◆ **抜粋**
============

吉祥寺が舞台になっているところはリアリティがある。儂だけが見ることのできる景色がある。
2 猫を抱いて象と泳ぐ(小川洋子)
「最期」のところを読み終えた時、背中から痺れた。チェスはよく知らないが、小説全体が優雅なメロディの中で進行している感がある。
小説というのもまた語り手と聞き手の相互作用なのだと改めて感じた次第。
3 霞町物語(浅田次郎)
昭和30年代、リーゼント、エヌコロ、カマロ。
こういう時代、こういう場所が、確かにあったんだろう。
タイムスリップした感じで読み進めていった。
4 理工学部卒のお坊さんが教えてくれた、こころが晴れる禅ことば(泰丘良玄)
誤解を恐れずにいうなら、念仏唱えるより禅の方が格好良い、と思う。
信長の焼き討ちにあった坊さんがいった台詞だったか。
いろいろな解釈があるのかもしれないが、少なくとも儂は好きである。
5 その日のまえに(重松清)
病院で読むと違った感じがする。
その日、の前と後。
染み込む。
6 靖国神社(島田裕己)
一つのテーマを自分なりにまとめようとするなら、その何倍もの資料に当たる必要があることを改めて知る。偏っていることを自覚した著作ならまだしも、それが自覚できていない主張はそのプロセスが不足している。
資料に当たるのは研究者で、ジャーナリストは人や直接事実に当たる、ということか(例外はあるのは承知の上)。
宗教学者ならではの広い知見に基づいた考察も素晴らしい。
7 ランナー(あさのあつこ)
最後の最後、終わり方についていけず脱落。うーん。
走ることは、というより走ることでいろいろなものが剥げ落ち研ぎ澄まされていくということ。
いろいろなものを背負って走る、ということをよく聞くが、真髄は確かにそちらの方かもしれない。背負って走るという時点で、何かに転嫁している。

============

◆ **取り組む課題**
a) 読書メモについて、次の問いにそれぞれ答えよ。
(i) 「霞町物語」の感想で挙げられている年代はいつか。
(ii) 「その日のまえに」は、どこで読むと違った感じがするとされているか。
(iii) 「ランナー」で、書き手がついていけなかったのは何か。
b) 次の各文が読書メモの内容と合うかどうかを判断せよ。
(i) 書き手はチェスに詳しい。
(ii) 吉祥寺が舞台になっている点に、書き手はリアリティを感じている。
(iii) 「靖国神社」について、書き手は宗教学者ならではの考察を評価している。
c) 読書メモの続きを、最後の文の後から書け。
エントリはここでの作業には一切関わらない。

============

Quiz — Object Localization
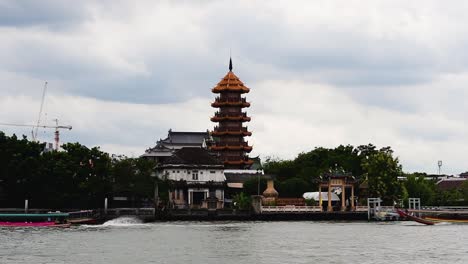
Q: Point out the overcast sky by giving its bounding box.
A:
[0,0,468,174]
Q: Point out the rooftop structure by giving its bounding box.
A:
[157,147,226,209]
[436,177,468,191]
[142,129,212,163]
[210,60,254,169]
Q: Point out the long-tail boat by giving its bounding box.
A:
[396,209,434,225]
[0,213,71,227]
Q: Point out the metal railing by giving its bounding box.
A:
[261,205,322,213]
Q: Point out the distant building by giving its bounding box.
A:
[157,147,225,209]
[436,177,468,191]
[141,129,212,163]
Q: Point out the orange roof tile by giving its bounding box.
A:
[212,71,250,93]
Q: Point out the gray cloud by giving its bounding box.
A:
[0,0,468,173]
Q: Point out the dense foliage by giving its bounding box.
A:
[264,144,468,205]
[0,132,468,208]
[0,132,155,208]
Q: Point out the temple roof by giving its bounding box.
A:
[164,148,223,166]
[212,71,250,93]
[160,130,210,146]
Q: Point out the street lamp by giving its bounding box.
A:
[257,169,260,195]
[437,160,442,177]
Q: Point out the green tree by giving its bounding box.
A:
[362,148,403,205]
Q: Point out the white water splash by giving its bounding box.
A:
[102,216,144,226]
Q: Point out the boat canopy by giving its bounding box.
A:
[302,192,340,202]
[0,213,69,218]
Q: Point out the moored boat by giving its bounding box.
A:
[0,213,71,227]
[68,210,97,225]
[396,209,434,225]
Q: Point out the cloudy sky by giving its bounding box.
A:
[0,0,468,174]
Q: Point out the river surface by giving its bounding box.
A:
[0,219,468,264]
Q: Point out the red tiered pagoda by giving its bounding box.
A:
[210,59,253,169]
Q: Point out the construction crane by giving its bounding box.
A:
[0,119,72,150]
[31,82,47,141]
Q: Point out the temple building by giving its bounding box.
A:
[141,129,212,163]
[157,147,226,209]
[210,60,253,169]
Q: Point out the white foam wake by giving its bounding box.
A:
[102,216,143,226]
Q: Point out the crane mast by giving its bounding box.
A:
[0,119,72,150]
[32,82,47,141]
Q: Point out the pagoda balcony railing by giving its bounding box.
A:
[215,96,247,103]
[224,156,249,161]
[214,126,249,132]
[216,142,249,147]
[215,111,248,117]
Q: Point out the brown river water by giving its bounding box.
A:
[0,218,468,264]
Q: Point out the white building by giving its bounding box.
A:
[158,147,226,209]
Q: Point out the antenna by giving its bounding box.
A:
[32,82,47,141]
[437,160,442,177]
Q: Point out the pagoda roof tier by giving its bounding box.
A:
[211,130,252,137]
[211,112,250,122]
[210,145,252,152]
[211,71,250,93]
[211,116,250,122]
[224,160,253,165]
[211,97,250,108]
[211,126,252,136]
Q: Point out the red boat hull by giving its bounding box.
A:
[0,222,70,227]
[397,210,434,225]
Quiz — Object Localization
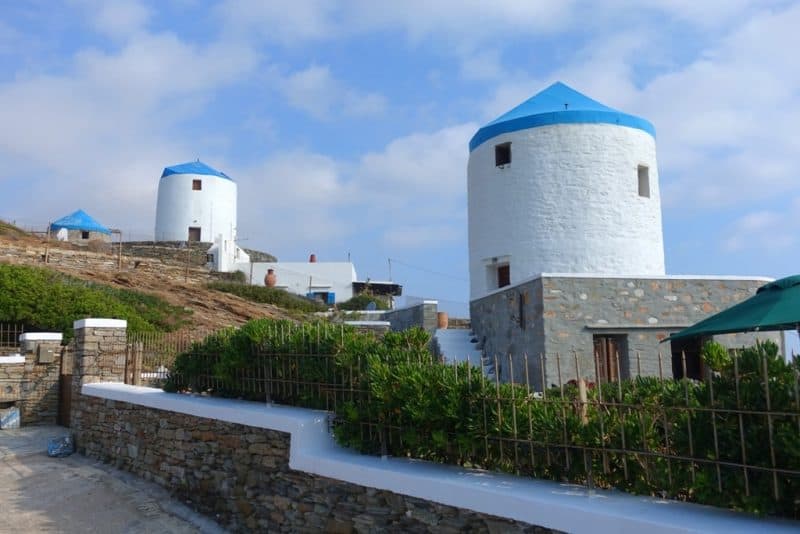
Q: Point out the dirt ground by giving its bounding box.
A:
[0,425,225,534]
[0,231,292,337]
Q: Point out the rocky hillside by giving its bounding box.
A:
[0,223,291,337]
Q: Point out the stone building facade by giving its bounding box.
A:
[0,333,66,425]
[470,274,780,391]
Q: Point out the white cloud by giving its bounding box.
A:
[83,0,151,38]
[721,206,800,253]
[277,65,386,120]
[0,23,256,238]
[384,221,464,250]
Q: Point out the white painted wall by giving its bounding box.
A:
[467,124,665,299]
[237,261,356,302]
[155,174,236,243]
[81,383,798,534]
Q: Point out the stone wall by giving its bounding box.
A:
[0,334,63,425]
[380,300,439,333]
[68,319,128,428]
[470,275,780,389]
[74,397,550,532]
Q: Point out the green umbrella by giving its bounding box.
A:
[664,275,800,341]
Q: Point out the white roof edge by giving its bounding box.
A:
[72,319,128,330]
[81,382,798,534]
[470,273,775,302]
[19,332,64,341]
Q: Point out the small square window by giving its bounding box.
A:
[497,265,511,287]
[494,143,511,168]
[639,165,650,198]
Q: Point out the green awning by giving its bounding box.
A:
[664,275,800,341]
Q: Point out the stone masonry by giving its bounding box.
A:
[70,319,550,533]
[75,397,550,533]
[69,319,128,428]
[470,275,780,390]
[0,333,63,425]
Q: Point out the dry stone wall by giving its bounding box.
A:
[0,341,62,425]
[75,397,551,533]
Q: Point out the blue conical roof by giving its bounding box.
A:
[469,82,656,151]
[50,210,111,234]
[161,159,233,181]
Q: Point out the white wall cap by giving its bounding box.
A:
[72,319,128,330]
[19,332,64,341]
[81,382,799,534]
[470,273,775,302]
[344,321,392,326]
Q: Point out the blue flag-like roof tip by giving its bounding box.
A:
[469,82,656,152]
[50,210,111,234]
[161,159,233,181]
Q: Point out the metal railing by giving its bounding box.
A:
[0,322,25,354]
[141,333,800,517]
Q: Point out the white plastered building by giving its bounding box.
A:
[467,82,664,299]
[155,160,249,272]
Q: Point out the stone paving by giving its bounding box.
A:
[0,425,224,534]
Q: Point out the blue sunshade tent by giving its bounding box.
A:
[664,275,800,341]
[50,210,111,234]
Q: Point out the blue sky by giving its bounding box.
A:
[0,0,800,320]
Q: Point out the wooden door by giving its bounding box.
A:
[594,336,620,383]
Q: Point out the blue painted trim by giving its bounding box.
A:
[161,160,233,181]
[469,110,656,152]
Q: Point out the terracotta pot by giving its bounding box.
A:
[264,269,278,287]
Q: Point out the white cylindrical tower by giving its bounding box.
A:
[155,160,236,243]
[467,82,664,299]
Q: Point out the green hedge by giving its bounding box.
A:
[0,264,191,338]
[164,320,800,518]
[208,282,328,313]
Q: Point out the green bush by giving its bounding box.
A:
[336,293,390,311]
[162,320,800,518]
[0,265,191,338]
[207,282,328,313]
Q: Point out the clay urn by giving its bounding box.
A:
[264,269,278,287]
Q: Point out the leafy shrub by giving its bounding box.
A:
[700,340,732,371]
[337,293,390,310]
[162,320,800,518]
[0,265,191,338]
[207,282,328,313]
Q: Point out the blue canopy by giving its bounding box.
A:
[469,82,656,152]
[50,210,111,234]
[161,159,233,181]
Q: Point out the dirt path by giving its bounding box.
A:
[0,425,224,534]
[0,236,292,344]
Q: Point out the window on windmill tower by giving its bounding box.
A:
[494,143,511,168]
[639,165,650,198]
[497,264,511,288]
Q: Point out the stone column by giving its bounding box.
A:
[19,332,63,425]
[69,319,128,434]
[73,319,128,386]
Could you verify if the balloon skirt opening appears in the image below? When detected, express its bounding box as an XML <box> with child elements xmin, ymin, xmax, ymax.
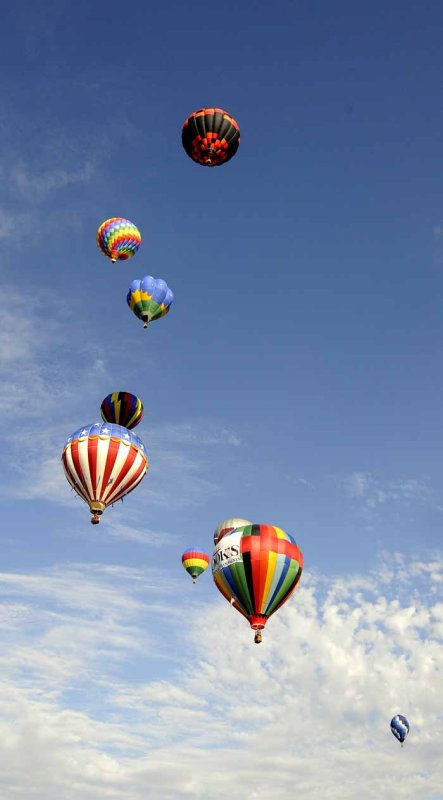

============

◆ **解答**
a)
(i) 昭和30年代
(ii) 病院
(iii) 最後の最後の終わり方

b)
(i) いいえ。「チェスはよく知らないが」
(ii) はい。「吉祥寺が舞台になっているところはリアリティがある。」
(iii) はい。「宗教学者ならではの広い知見に基づいた考察も素晴らしい。」

c)
著者の作品は、フィニッシュゲートから、を先日読んだ。
この作品より、ランナーの周辺にいろいろな要素が散りばめられていて、重かった。重い話だったが一気に読んだ。
もう一回読まないと、最後の2ページの意味するところが分からん。火花とは、違った意味で要再読である。
何となくで読み進める悪い癖がある。多分、先が知りたいから斜め読みになるんだろうなと。治らんな。
8 歩兵の本領(浅田次郎)
リアルである。どこまで本当なのか、というより人間臭い隊員も組織の有り様も含めて一つのノンフィクションなんだろうな。
浅田次郎は、昨年オークションで落とした訳あり品のソニーの電子書籍リーダーで読んでいて、これがかなりの長編だったにもかかわらずぐいぐいと読み進めていった覚えがある。
訳ありというのは新しい本が入れられないということで、読み終わってからは手放したが、買えばそこそこになるので紙の本ならなかなか購入しようとは思わなかった筈。
まだまだ知らないことがあるなあと。
9 阪急電車(有川浩)
グーグルマップで場所を確かめながら読む。
ほのぼのしていて、どきどきして、良い話だった。
阪急今津線、ピーチを使うことができる機会があったら走ってみたい。
10 パーク・ライフ(吉田修一)
又吉直樹同様、初めて読む作家。割合作家で本を選ぶ傾向が強い。
静かで映像的で、洗練された感じがして、実はこれもある種の日常なのかもしれない。
随所に共感できる台詞があった中、秀逸なのは「周りの人たちとうまくやっていきたいからこそ、土日ぐらいは誰とも会わず、誰とも言葉を交わさずにいたい」というトコロ。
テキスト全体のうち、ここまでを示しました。